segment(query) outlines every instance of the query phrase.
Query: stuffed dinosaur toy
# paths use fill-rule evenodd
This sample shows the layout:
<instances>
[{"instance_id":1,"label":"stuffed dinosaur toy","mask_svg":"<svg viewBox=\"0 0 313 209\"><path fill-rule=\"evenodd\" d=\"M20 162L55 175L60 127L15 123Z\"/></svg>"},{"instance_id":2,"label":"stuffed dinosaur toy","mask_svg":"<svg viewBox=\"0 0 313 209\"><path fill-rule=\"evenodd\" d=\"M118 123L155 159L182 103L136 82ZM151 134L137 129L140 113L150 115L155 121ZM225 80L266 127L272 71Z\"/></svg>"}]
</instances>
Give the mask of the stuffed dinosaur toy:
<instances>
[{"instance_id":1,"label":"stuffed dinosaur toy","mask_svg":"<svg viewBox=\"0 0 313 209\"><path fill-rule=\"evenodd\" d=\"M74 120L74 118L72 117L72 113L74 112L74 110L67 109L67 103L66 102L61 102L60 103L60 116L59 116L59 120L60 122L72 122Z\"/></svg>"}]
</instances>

Your goal: Please rewrite the material above with "sample" changed to "example", leaving everything else the same.

Problem solution:
segment(query) outlines every instance of the query phrase.
Query: stuffed dinosaur toy
# paths use fill-rule evenodd
This example shows the layout:
<instances>
[{"instance_id":1,"label":"stuffed dinosaur toy","mask_svg":"<svg viewBox=\"0 0 313 209\"><path fill-rule=\"evenodd\" d=\"M20 162L55 175L60 127L15 123Z\"/></svg>"},{"instance_id":2,"label":"stuffed dinosaur toy","mask_svg":"<svg viewBox=\"0 0 313 209\"><path fill-rule=\"evenodd\" d=\"M118 123L155 159L182 103L136 82ZM151 134L137 129L140 113L150 115L155 121ZM225 80L266 127L272 71Z\"/></svg>"}]
</instances>
Give the mask of the stuffed dinosaur toy:
<instances>
[{"instance_id":1,"label":"stuffed dinosaur toy","mask_svg":"<svg viewBox=\"0 0 313 209\"><path fill-rule=\"evenodd\" d=\"M74 120L74 118L72 117L72 113L74 112L74 110L67 109L67 103L66 102L61 102L60 103L60 116L59 116L59 120L60 122L72 122Z\"/></svg>"}]
</instances>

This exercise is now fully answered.